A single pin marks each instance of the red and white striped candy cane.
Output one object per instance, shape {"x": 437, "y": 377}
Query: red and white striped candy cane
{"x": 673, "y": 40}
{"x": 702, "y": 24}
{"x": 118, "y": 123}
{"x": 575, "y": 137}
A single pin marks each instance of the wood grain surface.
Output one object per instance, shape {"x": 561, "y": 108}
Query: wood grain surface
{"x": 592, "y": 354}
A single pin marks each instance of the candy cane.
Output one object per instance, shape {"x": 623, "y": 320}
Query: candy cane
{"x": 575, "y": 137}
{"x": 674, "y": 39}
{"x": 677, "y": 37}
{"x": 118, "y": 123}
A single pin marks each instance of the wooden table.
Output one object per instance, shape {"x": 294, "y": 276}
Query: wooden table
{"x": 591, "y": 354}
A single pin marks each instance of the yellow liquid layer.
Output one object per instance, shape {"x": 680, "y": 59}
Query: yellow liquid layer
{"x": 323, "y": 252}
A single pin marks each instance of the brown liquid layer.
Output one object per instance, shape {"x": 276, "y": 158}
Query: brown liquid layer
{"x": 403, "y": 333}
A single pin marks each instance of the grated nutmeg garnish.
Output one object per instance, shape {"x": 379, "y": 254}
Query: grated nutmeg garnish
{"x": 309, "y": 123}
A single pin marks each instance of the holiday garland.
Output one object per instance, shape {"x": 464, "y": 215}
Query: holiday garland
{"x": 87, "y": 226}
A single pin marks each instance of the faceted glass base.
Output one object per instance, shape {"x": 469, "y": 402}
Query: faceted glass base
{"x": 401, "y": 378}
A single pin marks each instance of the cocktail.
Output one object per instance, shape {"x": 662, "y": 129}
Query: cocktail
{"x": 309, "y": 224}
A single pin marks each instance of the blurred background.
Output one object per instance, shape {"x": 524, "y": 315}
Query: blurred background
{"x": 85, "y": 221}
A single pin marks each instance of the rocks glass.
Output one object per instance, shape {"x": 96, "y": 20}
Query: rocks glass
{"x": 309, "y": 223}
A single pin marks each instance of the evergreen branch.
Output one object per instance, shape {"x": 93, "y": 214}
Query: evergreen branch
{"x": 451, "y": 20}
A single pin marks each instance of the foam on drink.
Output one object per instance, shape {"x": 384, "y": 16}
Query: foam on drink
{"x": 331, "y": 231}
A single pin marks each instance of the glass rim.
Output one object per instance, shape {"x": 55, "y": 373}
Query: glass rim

• • •

[REQUIREMENT]
Give back the listing exactly, please, from its first line to the line containing "A single pin marks each instance of the wood grain", inclusive, and nothing past that line.

[SOLUTION TO THE EXERCISE]
A single pin marks each instance of the red and white striped candy cane.
Output one object per instance, shape {"x": 437, "y": 377}
Query: red and white striped candy cane
{"x": 673, "y": 40}
{"x": 702, "y": 24}
{"x": 118, "y": 123}
{"x": 575, "y": 137}
A single pin marks each instance of the wood grain surface.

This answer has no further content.